They say the fall of capitalism (after the development of modern industrialism) was
inevitable. I agree. They say the victory of the proletariat is inevitable -- they were
obviously wrong. 

((((((((((((((

CB: Why do you agree with the first , but not the second ?  Capitalism has not fallen. 
Why are they obviously wrong about the second ? The proletariat still exists.

You are too impatient with the time it takes to reach the victory of the proletariat. 
It is an epochal process in length.

((((((((

But neither point has anything to do with the bizarre claim that
the rise of capitalism was inevitable. Haven't you just finished reading a book by
Foster the central point of which was that Marx & Engels learned from Epicurus
the immense role of contingency in history. 

(((((((((((

CB: But I don't agree with Foster's seeming substitution of absolute chance or 
contingency for teleology. I am glad he has recognized that Engels is equally 
important with Marx in understanding Marxist materialism . But Foster does not seem to 
quite get all the way to Engels dialectic of chance AND determinism, as I mentioned in 
the book cyber seminar. It is not true that all is contingent and there is no 
determination in history.

Marx's constant mention of "laws" of historical development wouldn't make sense if he 
didn't think there was any determination in history. 

In other words, Engels and Marx's approach does not rule out that there could be laws 
of development operating such that once class exploitative society came to be that it 
was inevitable that it would culminate in the capitalist form of exploitation. In 
other words, class exploitative society has a tendency to eventually develop into the 
specifically capitalist form of exploitation. This is not teleology , because the 
claim is not the this was destined from some beginning of the universe or whatever.

(Coordinate annotation records)
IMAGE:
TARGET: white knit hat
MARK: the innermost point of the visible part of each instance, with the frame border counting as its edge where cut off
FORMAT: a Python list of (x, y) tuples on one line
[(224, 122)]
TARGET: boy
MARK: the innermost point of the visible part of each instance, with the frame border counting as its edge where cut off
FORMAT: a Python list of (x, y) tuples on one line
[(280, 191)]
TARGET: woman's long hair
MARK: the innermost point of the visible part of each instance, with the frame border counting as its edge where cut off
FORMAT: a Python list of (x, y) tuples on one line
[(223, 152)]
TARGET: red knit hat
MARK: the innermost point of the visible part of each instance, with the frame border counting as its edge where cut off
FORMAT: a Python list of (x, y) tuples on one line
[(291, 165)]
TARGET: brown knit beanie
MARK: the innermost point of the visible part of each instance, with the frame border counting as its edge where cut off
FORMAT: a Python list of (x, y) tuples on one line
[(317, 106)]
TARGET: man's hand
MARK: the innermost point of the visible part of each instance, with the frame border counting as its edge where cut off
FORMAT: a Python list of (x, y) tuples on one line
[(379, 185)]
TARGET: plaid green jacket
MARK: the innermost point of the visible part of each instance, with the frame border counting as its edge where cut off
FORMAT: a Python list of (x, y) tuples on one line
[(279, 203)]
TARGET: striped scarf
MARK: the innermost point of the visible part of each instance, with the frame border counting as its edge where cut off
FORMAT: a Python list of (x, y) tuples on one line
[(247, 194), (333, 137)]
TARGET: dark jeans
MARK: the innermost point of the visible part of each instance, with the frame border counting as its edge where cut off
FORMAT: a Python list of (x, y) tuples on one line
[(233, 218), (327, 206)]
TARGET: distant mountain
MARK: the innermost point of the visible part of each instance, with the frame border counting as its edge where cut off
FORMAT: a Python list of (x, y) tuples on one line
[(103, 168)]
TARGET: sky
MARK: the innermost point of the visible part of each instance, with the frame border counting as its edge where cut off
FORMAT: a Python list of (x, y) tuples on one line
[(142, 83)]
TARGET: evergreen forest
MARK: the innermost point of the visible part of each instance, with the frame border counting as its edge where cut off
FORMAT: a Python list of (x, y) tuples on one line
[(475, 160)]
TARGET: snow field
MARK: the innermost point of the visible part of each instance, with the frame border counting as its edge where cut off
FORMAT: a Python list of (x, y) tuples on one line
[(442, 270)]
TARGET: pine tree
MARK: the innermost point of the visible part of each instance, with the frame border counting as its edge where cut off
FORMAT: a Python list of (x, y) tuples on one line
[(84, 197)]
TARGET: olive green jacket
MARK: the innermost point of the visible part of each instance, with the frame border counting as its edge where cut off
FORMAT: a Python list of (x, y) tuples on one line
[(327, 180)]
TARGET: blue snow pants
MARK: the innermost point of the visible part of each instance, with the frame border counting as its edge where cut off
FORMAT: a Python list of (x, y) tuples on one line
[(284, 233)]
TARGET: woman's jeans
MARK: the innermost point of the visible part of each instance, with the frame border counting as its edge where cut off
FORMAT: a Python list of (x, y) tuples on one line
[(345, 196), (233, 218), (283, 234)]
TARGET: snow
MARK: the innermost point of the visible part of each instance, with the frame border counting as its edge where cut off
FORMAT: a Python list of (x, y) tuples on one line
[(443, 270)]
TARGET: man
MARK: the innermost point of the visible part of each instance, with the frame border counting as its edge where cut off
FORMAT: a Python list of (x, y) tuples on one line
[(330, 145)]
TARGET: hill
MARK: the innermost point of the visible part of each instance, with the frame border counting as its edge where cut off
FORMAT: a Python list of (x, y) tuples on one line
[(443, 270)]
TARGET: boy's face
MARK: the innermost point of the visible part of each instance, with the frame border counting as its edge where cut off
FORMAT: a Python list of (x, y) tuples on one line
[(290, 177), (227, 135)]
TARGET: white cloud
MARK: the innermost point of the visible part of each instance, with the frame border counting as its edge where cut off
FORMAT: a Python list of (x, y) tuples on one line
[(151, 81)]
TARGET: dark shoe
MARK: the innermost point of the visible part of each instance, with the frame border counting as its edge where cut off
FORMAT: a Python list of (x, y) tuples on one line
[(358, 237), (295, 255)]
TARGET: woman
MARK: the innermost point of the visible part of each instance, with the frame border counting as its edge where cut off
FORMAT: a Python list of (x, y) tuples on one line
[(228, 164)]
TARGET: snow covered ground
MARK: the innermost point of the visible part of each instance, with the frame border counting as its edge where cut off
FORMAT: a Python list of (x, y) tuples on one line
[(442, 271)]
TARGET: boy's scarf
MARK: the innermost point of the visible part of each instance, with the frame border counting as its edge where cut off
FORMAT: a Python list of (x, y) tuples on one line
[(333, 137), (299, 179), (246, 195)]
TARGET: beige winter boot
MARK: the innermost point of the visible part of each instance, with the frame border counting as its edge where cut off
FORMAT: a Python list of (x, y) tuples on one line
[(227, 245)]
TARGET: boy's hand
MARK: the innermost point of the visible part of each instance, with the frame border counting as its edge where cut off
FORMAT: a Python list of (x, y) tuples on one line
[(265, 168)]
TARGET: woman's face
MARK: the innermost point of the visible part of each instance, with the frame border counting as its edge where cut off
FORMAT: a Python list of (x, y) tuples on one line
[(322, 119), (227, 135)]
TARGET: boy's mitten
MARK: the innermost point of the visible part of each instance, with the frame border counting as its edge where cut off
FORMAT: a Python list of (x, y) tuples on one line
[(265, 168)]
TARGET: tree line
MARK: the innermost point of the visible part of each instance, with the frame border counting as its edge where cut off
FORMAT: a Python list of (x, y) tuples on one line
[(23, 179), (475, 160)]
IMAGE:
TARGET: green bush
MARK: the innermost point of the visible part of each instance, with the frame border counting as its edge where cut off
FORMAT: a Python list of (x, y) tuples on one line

...

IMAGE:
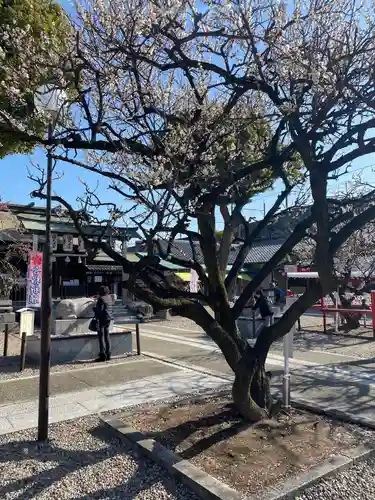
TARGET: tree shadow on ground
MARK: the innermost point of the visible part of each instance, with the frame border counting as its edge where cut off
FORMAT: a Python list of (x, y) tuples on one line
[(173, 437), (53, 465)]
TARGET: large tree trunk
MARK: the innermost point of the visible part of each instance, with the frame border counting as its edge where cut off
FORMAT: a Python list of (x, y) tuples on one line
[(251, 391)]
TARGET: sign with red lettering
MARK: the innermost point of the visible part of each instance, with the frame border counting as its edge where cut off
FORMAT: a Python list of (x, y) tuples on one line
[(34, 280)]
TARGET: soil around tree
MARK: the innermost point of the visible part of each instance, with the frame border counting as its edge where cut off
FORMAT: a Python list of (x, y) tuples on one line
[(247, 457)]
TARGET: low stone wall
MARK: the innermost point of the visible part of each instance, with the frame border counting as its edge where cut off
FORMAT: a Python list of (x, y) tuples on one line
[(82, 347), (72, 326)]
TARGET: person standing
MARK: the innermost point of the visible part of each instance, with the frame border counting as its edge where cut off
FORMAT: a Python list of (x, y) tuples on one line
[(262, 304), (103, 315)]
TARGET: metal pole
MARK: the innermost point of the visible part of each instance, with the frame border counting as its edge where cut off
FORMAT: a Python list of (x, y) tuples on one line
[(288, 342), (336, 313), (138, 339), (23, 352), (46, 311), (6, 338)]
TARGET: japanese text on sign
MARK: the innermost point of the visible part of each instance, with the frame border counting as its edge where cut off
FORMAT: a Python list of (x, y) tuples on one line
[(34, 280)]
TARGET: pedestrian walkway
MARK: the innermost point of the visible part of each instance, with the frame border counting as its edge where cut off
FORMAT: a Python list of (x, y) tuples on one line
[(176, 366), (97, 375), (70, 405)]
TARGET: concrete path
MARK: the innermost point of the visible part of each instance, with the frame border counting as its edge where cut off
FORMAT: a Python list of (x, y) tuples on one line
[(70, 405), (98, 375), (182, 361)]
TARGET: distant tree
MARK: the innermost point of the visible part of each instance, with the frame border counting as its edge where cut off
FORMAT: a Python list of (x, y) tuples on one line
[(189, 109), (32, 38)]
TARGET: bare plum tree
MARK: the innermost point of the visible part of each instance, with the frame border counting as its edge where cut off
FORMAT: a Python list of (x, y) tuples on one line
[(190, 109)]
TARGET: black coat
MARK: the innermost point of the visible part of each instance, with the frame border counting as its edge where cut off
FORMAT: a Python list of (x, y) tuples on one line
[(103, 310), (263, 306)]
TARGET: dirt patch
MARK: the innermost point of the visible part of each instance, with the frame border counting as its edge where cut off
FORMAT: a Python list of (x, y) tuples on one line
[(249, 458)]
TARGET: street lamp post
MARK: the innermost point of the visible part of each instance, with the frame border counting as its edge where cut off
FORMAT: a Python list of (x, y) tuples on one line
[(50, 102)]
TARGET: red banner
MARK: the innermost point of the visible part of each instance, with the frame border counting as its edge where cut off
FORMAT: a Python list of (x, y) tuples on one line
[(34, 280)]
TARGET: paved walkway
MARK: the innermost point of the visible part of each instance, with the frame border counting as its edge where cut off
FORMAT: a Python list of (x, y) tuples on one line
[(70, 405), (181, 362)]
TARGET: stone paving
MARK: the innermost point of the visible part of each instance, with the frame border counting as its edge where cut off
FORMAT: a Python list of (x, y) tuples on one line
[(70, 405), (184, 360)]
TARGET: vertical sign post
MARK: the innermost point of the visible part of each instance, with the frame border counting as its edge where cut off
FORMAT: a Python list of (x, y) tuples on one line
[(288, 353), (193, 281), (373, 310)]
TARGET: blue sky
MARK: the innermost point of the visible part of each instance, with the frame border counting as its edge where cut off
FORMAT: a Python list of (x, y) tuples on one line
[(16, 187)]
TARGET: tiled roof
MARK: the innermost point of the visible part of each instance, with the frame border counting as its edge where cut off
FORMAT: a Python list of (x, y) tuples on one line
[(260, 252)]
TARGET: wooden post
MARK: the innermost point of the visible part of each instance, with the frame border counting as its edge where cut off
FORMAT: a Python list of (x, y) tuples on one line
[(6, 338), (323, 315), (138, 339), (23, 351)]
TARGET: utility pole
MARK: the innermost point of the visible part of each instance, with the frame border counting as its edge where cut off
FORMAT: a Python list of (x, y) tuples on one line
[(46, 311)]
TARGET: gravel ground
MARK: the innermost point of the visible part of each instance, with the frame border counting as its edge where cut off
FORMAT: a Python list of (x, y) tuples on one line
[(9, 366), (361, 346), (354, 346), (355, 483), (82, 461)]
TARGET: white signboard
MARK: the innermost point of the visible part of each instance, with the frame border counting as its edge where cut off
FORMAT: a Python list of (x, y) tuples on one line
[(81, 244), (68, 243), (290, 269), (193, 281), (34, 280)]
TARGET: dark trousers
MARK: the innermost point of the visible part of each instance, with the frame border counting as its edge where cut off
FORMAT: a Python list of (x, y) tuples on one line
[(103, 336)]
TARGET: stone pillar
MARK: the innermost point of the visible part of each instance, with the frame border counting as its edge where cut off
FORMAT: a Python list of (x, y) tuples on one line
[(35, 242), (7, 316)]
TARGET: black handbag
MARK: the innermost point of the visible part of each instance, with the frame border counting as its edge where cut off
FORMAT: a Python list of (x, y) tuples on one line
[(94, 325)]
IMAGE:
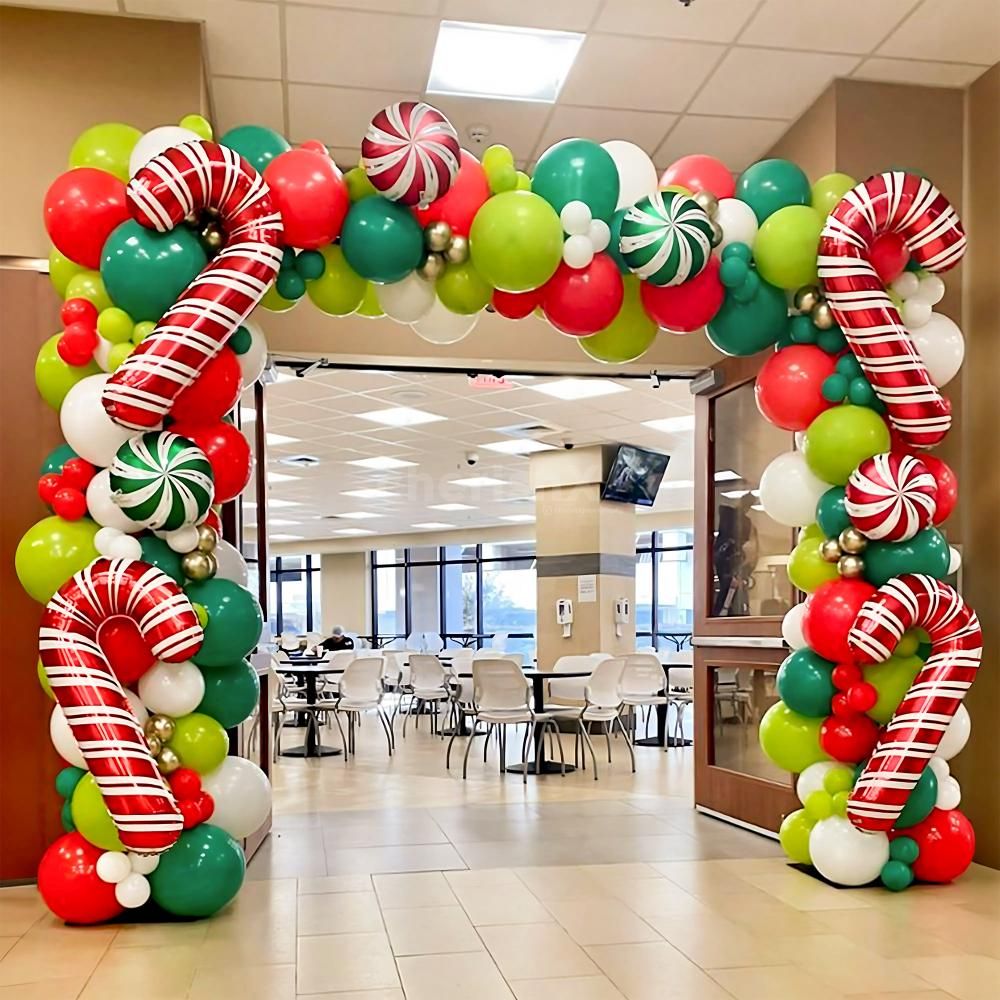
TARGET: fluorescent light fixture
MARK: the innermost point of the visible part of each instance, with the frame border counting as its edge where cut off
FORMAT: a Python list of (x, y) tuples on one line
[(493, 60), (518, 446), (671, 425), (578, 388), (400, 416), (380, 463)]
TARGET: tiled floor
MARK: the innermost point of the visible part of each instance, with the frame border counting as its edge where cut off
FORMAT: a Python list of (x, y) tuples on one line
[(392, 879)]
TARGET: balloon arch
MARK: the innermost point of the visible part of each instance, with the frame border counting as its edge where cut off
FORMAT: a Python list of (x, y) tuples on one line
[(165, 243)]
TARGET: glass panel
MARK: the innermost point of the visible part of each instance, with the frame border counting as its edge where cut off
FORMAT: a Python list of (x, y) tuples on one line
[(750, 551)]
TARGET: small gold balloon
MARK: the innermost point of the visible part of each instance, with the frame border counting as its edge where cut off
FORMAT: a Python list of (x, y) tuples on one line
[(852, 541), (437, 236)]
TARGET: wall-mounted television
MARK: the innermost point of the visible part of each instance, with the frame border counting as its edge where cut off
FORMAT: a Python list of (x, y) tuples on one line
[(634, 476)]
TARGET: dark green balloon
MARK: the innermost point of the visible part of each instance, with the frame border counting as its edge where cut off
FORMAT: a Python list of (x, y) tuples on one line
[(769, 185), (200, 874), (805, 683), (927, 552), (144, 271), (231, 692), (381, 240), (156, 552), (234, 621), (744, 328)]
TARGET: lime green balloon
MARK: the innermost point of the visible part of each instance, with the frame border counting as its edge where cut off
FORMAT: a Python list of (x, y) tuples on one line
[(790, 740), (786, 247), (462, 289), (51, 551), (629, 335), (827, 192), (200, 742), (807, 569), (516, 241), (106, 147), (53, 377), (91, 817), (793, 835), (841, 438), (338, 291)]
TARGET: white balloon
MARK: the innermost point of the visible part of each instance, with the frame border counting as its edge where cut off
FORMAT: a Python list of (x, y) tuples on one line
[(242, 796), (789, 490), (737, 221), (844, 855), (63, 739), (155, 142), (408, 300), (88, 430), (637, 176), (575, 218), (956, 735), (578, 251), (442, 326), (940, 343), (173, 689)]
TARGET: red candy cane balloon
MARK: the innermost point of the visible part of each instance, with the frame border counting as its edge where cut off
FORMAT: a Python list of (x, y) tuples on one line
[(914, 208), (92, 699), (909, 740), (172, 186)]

* * *

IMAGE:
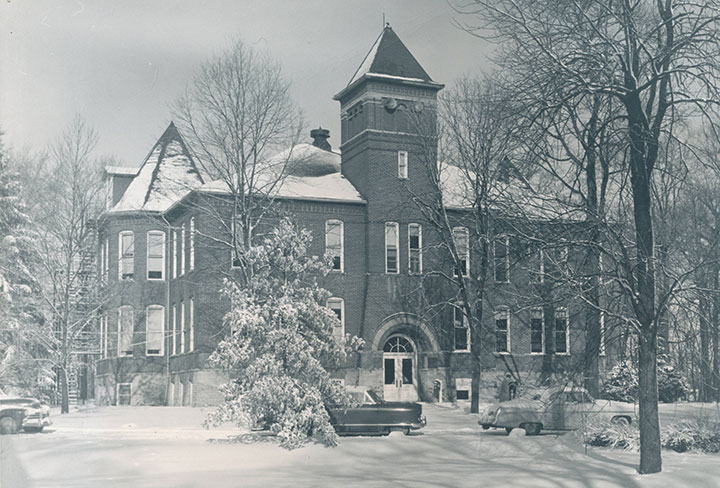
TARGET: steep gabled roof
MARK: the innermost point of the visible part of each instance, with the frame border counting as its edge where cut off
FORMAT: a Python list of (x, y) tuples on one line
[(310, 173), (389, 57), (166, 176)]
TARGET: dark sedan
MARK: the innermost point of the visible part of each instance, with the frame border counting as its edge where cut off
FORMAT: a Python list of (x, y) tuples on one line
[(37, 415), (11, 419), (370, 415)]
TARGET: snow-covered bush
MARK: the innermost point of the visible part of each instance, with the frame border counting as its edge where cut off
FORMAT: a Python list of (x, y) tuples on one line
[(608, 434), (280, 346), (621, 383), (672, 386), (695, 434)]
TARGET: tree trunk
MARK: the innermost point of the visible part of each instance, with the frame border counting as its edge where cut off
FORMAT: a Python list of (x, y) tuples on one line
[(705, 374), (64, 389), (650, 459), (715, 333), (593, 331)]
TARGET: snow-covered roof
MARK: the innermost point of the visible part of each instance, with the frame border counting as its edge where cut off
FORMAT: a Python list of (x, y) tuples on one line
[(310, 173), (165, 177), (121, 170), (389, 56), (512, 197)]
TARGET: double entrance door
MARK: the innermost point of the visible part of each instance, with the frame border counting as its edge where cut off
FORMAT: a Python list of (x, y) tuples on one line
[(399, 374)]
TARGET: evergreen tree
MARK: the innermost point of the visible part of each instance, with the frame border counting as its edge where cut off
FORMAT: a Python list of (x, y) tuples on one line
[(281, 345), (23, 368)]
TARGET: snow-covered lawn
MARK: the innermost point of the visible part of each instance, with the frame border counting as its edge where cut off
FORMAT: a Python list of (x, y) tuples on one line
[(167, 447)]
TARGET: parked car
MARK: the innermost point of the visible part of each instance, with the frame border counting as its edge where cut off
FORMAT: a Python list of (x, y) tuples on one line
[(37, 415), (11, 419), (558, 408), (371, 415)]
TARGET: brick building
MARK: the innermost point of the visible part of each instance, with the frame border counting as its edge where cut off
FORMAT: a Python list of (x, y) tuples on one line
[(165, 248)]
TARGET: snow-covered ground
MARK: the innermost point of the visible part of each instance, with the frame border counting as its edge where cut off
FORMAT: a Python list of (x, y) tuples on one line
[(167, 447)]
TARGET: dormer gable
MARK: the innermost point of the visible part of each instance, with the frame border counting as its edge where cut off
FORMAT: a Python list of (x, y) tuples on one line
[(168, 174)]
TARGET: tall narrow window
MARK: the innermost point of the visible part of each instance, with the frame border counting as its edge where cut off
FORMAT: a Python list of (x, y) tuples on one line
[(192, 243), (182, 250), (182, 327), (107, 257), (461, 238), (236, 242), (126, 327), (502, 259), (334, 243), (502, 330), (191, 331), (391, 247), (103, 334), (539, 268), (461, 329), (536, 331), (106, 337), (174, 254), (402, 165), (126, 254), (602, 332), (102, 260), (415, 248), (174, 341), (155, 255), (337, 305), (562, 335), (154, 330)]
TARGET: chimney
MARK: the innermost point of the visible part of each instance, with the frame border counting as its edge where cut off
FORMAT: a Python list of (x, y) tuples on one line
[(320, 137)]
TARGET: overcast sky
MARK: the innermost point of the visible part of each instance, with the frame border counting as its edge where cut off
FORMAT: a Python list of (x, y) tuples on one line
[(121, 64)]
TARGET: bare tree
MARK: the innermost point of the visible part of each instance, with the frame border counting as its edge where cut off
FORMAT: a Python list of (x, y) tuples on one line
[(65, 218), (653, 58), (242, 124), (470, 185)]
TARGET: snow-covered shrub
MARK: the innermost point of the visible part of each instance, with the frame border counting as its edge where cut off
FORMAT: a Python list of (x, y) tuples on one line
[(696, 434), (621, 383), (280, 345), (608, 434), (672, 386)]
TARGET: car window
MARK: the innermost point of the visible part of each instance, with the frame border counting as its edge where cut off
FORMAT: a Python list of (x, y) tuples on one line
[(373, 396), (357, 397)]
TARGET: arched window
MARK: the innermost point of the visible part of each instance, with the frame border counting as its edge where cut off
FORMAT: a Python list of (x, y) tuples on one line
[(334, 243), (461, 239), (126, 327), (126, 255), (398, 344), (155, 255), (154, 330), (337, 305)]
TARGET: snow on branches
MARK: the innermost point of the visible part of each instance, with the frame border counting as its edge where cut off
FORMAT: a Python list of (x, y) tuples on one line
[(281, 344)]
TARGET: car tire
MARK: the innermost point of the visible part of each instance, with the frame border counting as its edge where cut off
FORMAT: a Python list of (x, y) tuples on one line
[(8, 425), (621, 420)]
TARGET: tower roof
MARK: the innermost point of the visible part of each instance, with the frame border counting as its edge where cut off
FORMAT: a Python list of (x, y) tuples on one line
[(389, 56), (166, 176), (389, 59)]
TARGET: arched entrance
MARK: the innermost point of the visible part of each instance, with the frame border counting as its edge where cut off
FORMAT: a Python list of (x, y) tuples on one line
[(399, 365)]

> [Exercise instructions]:
(a) Please retype the inevitability passage from "They say the fall" through "has not fallen.".
(b) In the inevitability passage, what is the central point of the Foster book about what Marx & Engels learned from Epicurus?
(c) Rewrite the paragraph of the inevitability passage that begins "In other words, Engels and Marx's approach" in a shorter form, keeping its main points.
The listing is separate material, unrelated to the inevitability passage.

> [Responses in order]:
(a)
They say the fall of capitalism (after the development of modern industrialism) was
inevitable. I agree. They say the victory of the proletariat is inevitable -- they were
obviously wrong. 

((((((((((((((

CB: Why do you agree with the first , but not the second ?  Capitalism has not fallen.

(b) Marx & Engels learned from Epicurus the immense role of contingency in history.

(c) Engels and Marx's approach allows for laws of development under which, once class exploitative society arose, it would inevitably culminate in capitalist exploitation. Such a society tends eventually to develop into that specifically capitalist form. This is not teleology, because it is not claimed to have been destined from some beginning of the universe.